### EXTRACT PROVIDED
□ □ □

We need to talk about violence against women in MENA
The 25th of November marks the launch of UN Women’s 16-day campaign to raise awareness in its aim to ultimately end gender-based violence, as well as the International Day for the Elimination of Violence Against Women.
The high-profile campaign’s theme this year is using the colour orange, “to represent a brighter future free of violence against women and girls.” The campaign will conclude on International Human Rights day and will be hosting several digital and in-person awareness-raising events.
Renewed social and political attention has been given to the concerning issue of gender-based violence (GBV) since well-covered movements such as ‘Me Too’ have launched, but on a much more intimate level as well, during the lockdown phase of the pandemic.
"Worldwide, one in three girls and women are subject to physical or sexual violence, one in 137 are killed by a family member, and less than 40 percent are able to take any sort of action in their own defence"
During the lockdowns of 2020 there was a global surge in recorded domestic violence. Generally, one in every three women has faced some kind of physical or verbal violence in their lifetimes, during the lockdown, this increased to two in three women having been subject or knowing another woman who has been subject to violence.
The data, collected from women in over 13 countries, also found that despite this, only one in ten women ever come forward about their abuse to the authorities. It also highlighted a higher likelihood of food insecurity amongst women.

□ □ □

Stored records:
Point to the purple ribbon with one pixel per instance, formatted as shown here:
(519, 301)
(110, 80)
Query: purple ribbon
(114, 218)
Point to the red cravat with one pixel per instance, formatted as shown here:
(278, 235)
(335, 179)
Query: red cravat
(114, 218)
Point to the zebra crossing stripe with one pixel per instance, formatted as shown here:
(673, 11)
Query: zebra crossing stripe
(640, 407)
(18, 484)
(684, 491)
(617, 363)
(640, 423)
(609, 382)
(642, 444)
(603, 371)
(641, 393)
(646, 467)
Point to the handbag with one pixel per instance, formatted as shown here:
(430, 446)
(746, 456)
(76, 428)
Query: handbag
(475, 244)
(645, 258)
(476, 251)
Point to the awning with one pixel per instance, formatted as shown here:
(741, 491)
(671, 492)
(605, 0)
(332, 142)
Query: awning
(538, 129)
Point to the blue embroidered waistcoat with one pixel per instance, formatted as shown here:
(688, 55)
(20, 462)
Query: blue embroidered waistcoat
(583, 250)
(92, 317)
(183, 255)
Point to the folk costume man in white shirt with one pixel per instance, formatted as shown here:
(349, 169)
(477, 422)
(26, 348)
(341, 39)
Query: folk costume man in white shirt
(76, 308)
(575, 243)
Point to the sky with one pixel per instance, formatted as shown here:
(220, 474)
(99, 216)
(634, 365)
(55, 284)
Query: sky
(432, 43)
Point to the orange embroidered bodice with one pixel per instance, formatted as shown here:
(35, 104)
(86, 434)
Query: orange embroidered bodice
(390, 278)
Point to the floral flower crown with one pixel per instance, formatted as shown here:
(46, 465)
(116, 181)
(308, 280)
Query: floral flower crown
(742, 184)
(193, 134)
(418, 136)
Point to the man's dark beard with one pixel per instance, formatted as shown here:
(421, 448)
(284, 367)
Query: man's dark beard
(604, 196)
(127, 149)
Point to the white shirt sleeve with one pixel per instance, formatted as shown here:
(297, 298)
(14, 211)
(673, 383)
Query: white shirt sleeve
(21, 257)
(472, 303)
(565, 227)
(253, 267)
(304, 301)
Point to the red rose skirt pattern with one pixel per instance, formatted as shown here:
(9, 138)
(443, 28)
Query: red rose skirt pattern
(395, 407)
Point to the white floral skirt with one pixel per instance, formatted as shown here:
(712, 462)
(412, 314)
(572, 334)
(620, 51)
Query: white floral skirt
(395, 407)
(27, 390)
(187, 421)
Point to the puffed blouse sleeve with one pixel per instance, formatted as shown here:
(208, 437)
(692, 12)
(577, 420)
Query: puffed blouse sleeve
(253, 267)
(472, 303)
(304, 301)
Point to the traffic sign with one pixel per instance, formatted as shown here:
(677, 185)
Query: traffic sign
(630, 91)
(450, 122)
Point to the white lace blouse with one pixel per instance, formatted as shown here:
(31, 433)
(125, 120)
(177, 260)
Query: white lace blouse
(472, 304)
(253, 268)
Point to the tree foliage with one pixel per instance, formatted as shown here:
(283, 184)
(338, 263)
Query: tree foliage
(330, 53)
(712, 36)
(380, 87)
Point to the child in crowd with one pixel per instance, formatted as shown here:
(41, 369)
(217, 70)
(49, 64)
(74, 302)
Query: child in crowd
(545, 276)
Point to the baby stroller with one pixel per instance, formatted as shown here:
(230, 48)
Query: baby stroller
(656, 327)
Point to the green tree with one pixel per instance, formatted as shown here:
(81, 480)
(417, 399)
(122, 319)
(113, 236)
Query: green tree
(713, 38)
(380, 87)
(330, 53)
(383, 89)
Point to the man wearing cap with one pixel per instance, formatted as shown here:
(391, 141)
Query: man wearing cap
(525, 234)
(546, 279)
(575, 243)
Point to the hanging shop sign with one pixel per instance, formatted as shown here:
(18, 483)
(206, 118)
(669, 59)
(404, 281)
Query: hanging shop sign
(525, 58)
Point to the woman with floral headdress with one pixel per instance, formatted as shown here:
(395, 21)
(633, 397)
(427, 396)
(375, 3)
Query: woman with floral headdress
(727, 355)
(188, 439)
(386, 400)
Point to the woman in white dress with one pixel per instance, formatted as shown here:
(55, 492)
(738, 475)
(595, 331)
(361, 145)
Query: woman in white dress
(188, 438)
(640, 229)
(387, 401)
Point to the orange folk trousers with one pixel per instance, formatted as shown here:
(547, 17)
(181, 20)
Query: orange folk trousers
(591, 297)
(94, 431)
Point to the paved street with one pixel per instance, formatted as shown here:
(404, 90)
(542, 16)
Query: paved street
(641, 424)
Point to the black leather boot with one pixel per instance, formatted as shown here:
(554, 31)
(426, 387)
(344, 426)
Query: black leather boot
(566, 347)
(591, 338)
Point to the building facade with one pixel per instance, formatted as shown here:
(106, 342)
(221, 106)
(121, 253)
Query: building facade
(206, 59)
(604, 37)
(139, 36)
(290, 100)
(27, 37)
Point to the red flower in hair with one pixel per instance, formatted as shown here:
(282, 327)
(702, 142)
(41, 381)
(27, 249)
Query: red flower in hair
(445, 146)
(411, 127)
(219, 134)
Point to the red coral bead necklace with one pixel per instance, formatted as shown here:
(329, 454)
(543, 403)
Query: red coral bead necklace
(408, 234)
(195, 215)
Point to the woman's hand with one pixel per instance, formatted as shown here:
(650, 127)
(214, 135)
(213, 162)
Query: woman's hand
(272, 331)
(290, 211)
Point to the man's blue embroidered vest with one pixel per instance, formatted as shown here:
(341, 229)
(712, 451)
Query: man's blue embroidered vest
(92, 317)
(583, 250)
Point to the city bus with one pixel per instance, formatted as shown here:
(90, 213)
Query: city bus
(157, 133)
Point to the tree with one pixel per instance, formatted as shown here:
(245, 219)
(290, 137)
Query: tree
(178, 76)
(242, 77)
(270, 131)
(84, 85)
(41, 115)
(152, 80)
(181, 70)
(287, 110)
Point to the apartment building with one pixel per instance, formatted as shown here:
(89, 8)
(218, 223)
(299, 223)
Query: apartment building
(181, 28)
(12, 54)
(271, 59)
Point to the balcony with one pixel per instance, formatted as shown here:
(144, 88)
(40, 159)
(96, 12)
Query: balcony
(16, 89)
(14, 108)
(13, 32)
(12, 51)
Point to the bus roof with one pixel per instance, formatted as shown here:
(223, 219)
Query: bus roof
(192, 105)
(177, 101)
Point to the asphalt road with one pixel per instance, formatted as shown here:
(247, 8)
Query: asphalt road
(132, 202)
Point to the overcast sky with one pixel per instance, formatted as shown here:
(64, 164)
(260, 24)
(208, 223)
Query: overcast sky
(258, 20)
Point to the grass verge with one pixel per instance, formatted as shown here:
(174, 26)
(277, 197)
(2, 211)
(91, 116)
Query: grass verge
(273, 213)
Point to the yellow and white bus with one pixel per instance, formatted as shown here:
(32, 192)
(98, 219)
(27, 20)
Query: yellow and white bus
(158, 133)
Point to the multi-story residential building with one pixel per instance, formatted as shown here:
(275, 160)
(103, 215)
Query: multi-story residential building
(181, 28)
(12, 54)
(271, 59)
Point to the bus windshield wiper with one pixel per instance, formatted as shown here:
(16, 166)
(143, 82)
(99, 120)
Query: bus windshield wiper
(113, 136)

□ □ □

### PROBLEMS TO WORK ON
a) According to the article on violence against women in MENA, what color does this year's campaign use, and what is it meant to represent?
b) Continue the article on violence against women in MENA from where it stops.

### ANSWERS FOR THE EXERCISE
a) Orange, to represent a brighter future free of violence against women and girls.

b)
The Arab world has never been an exception to this unjust rule with a number of instances that bring to light aspects of gendered-violence not often discussed. For example, there was a regional surge in reporting sexual harassment in Egypt, so much so it made international headlines.
Pages on social media brought to attention the ‘Fairmont Case,’ involving drugging, harassing, extorting, and gang rape of a young woman. The perpetrators, a group of young and privileged men, were apparently accustomed to treating women in this manner as a dearth of allegations against each of these men came forward.
While it gained traction and many were, somewhat naively, hopeful that the many victims would get the justice they deserve, the case has been more or less shelved. The case was mishandled in some aspects, some of the nine accused fled the country and in turn evaded their punishment, witnesses were detained, and toxic political and social pressure were put on the women that came forward.
In Jordan, a viral video of a woman pleading to the country’s King for help ultimately garnered her national support for a domestic problem. The young woman was being psychologically abused by her mother and siblings and claims to have been turned away and threatened at the women’s shelter. Her plea included support for herself as well as other women during the lockdown period. Highlighting a part of public and social media sentiment at the time, a prevalent response:
"We're under quarantine, courts are closed.. if ever there was a time to give your wife a good slap it's now. No family to rescue her, no hospital to accept her, no state to protect her [laughing faces]…"
"Stopping this violence starts with believing survivors, adopting comprehensive and inclusive approaches that tackle the root causes, transform harmful social norms, and empower women and girls"
Issues in Lebanon highlighted another aspect of often (regionally) under-considered GBV: violence against female foreign domestic workers (FFDW). A crisis erupted, as Lebanon was not only facing stringent quarantine measures but a rapid and ultimately fatal economic crisis.
The severe devaluation of the currency has propelled an estimated 90 percent of the population under the poverty line. As a result, in addition to more deep-rooted issues such as the Kafala system and racism, women were abandoned en-masse in front of their embassies, completely destitute. This had already been happening but somewhat reached a new peak in the summer of last year. There were a number of instances of suicides by FFDW in shelters and in the home of employment.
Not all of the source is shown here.